• Job: Copy the rows from the line containing "# point at: steel" through the end of the rows, swapping "lamp" for "light" and keeping everything else the same.
>> begin Data rows
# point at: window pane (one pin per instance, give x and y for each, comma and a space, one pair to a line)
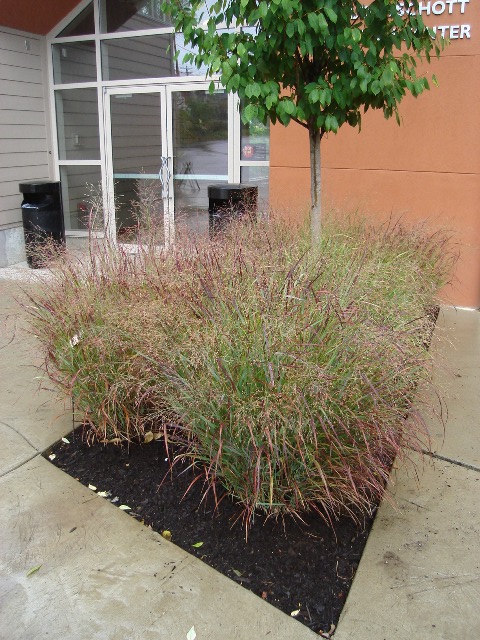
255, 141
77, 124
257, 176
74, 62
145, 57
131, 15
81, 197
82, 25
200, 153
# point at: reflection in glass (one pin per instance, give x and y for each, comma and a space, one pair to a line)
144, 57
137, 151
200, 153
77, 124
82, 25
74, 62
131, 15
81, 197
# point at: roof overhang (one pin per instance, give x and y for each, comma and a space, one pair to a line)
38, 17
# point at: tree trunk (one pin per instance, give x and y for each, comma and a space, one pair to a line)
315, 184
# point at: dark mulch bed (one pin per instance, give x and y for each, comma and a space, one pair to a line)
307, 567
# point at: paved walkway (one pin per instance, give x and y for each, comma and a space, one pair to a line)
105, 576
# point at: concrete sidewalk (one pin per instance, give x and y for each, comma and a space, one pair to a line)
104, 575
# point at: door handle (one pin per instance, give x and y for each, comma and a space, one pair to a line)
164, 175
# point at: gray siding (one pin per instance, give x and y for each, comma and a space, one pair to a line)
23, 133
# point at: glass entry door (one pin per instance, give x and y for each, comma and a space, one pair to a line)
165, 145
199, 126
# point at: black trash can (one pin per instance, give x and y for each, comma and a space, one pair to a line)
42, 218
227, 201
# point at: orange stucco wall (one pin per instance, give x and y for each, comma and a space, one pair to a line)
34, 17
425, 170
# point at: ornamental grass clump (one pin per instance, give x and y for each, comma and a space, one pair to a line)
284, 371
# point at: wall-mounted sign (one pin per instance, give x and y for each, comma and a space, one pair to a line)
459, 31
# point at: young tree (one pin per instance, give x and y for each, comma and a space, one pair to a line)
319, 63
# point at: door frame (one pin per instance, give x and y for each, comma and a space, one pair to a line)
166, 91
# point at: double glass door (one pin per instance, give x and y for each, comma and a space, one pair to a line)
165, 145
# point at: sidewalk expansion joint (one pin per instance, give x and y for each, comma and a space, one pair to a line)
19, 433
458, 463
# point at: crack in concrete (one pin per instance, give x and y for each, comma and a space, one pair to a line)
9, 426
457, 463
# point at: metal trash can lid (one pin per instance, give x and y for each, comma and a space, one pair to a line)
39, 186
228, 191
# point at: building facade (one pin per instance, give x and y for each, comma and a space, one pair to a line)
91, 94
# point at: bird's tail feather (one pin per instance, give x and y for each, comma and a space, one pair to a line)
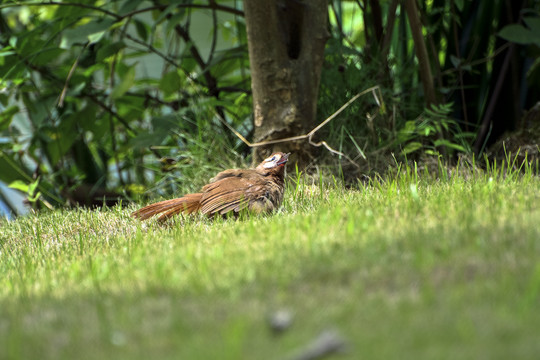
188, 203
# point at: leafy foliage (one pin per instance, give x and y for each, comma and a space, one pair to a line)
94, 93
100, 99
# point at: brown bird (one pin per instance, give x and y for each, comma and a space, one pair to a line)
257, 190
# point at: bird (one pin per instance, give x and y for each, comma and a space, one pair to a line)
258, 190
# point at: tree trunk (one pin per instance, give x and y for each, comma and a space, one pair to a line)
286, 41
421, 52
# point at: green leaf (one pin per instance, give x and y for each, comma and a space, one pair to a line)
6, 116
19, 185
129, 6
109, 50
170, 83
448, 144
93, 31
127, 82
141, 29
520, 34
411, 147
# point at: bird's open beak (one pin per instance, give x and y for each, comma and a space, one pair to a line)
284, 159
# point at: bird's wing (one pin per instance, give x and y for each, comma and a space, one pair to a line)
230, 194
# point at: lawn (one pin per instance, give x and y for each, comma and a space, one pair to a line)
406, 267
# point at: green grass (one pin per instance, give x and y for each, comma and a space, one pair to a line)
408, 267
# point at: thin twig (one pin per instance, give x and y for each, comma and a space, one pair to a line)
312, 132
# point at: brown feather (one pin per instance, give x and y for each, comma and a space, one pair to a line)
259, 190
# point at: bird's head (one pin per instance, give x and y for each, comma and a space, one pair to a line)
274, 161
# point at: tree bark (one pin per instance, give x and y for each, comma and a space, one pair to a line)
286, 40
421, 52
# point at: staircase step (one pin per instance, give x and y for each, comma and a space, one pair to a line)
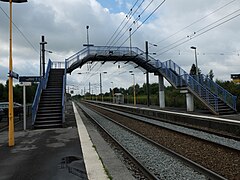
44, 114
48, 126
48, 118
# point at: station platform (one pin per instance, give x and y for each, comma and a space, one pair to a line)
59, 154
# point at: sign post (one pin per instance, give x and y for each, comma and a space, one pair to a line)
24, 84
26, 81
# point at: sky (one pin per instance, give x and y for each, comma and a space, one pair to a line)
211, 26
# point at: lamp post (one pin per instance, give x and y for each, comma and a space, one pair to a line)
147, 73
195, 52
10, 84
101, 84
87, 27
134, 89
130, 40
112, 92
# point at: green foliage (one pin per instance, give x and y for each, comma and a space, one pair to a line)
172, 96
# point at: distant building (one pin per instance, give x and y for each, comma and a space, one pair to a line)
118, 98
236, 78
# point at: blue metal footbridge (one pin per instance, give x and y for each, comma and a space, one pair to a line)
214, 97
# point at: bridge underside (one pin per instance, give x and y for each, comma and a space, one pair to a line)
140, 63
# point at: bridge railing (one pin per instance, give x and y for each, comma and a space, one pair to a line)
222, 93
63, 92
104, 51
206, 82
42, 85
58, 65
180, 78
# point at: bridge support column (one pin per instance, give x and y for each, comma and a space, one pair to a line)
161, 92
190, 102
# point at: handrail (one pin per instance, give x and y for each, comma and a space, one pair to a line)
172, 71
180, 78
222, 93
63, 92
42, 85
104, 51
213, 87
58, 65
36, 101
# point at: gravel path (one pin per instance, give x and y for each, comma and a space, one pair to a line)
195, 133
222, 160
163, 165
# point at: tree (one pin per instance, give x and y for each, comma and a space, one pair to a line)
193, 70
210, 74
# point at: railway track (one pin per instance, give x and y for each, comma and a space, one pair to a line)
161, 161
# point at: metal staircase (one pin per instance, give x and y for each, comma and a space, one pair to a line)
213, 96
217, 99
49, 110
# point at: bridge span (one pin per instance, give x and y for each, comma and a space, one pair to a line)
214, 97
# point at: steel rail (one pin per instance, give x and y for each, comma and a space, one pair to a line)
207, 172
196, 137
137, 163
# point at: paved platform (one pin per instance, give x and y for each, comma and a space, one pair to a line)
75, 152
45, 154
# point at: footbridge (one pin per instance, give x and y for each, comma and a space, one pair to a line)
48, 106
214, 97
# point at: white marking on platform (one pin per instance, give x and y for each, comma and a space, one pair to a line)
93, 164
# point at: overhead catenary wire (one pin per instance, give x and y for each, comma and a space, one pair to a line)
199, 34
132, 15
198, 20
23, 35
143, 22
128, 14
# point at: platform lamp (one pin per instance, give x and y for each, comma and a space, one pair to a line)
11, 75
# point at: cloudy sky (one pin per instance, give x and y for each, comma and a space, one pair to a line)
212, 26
>> end Data rows
• Result:
# point at: steel rail (one pin per instance, give x and y for each, comma and a space, one pair to a line)
207, 172
196, 137
137, 163
# point at: paved platform (one pin per instance, give x and y for each, comma and a space, one pair to a line)
75, 152
45, 154
# point at: footbridge (one pin per instance, give x and y for each, comma and a space, one pair to a line)
48, 106
214, 97
# point at: white marking on platform (one pin per instance, give x and y for each, comma and a space, one pair to a line)
93, 164
# point at: overhead catenary wire (one pin per instance, give x and y for each, comma and a space, one pair to a line)
199, 34
132, 15
198, 20
23, 35
143, 22
128, 14
# point at: platform light (one pin per instance, give x and y for each, comma and a space, one pair to a line)
11, 75
# point at: cloudy sky (one pin per instance, give x and y for each, comma and a space, one pair to a line)
212, 26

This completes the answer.